Politics

New Poll Calls Out Millennial Ignorance, But We Think They Forgot a Few Things

February 4th 2015

Oh, young people, don't make me do it. Don't make me chide all of us collectively for our ignorance in front of the smug adults who are already far too keen to label us as apathetic. Because that's what this new polling information from Fusion — called the Massive Millennial Poll — is making me feel like I have to do. Particularly the part where they claim the majority of Millennials can't name a single senator from their home state. 

Why, it wasn't long ago that Time Magazine was touting Millennials as being more civically minded than previous generations, but apparently, that's only to a point. In Fusion's new poll, conducted over the first two weeks of January 2015, 77 percent of 18- to 34-year-olds could not name one single US senator from their home state. Not one.

But it also caused us to stop and ask ourselves: how does that stack up to other, older generations? We've all seen Man on the Street segments — we know how uninformed the general American public is: so is this really a Millennial problem, or just more of the same from the overall largely cynical and wildly uninformed American public? Hey, the truth hurts.

Well, it's a bit of a mixed bag, but by and large? The numbers are fairly much in line with the knowledge-amassing of the past. As it turns out there are a lot of things a ton of Americans do not — but should — know. In 2011, Newsweek gave 1,000 citizens America’s official citizenship test and 29 percent couldn’t name the vice president.  According to a 1991 poll where Americans were asked how long the term of a United States senator is, only 25% answered correctly (psst: it's six years). As for the number of senators? Only 20% polled knew the answer (100).

■ **Required work**:
1. In the Millennial poll article, what share of 18- to 34-year-olds could not name one US senator from their home state?
2. Reproduce the section of the Millennial poll article starting at "Oh, young people, don't" and ending at "single senator from their home state.".

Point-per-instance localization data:
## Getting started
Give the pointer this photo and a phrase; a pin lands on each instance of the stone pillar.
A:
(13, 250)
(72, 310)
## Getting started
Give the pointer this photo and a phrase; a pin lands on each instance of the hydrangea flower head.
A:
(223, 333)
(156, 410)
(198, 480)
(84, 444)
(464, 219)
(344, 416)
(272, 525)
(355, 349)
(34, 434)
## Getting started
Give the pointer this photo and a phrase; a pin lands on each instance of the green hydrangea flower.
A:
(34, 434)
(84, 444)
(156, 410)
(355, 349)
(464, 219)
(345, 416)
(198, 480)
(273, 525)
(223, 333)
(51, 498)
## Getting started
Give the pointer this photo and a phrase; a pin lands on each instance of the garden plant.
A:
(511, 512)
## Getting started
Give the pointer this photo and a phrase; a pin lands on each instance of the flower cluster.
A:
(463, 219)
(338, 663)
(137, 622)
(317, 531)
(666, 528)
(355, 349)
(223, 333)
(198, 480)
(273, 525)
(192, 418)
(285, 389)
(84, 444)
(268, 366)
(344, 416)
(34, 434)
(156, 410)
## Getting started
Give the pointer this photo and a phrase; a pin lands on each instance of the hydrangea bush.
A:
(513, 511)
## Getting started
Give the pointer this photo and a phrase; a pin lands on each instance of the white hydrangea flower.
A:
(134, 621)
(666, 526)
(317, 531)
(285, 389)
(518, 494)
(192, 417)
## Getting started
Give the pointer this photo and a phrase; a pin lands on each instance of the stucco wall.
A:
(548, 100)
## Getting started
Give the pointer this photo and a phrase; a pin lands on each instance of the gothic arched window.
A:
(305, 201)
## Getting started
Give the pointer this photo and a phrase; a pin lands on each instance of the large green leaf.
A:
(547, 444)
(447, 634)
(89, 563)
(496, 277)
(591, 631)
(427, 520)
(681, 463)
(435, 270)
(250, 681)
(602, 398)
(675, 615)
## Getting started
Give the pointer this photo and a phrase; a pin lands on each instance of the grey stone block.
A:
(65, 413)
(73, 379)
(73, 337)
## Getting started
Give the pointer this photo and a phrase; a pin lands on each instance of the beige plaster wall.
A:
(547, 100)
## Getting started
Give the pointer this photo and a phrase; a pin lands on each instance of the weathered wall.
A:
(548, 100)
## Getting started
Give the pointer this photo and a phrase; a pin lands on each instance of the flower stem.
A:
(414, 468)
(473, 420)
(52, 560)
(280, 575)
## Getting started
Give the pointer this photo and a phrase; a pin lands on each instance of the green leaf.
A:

■ **Answer list**:
1. 77 percent

2.
Oh, young people, don't make me do it. Don't make me chide all of us collectively for our ignorance in front of the smug adults who are already far too keen to label us as apathetic. Because that's what this new polling information from Fusion — called the Massive Millennial Poll — is making me feel like I have to do. Particularly the part where they claim the majority of Millennials can't name a single senator from their home state.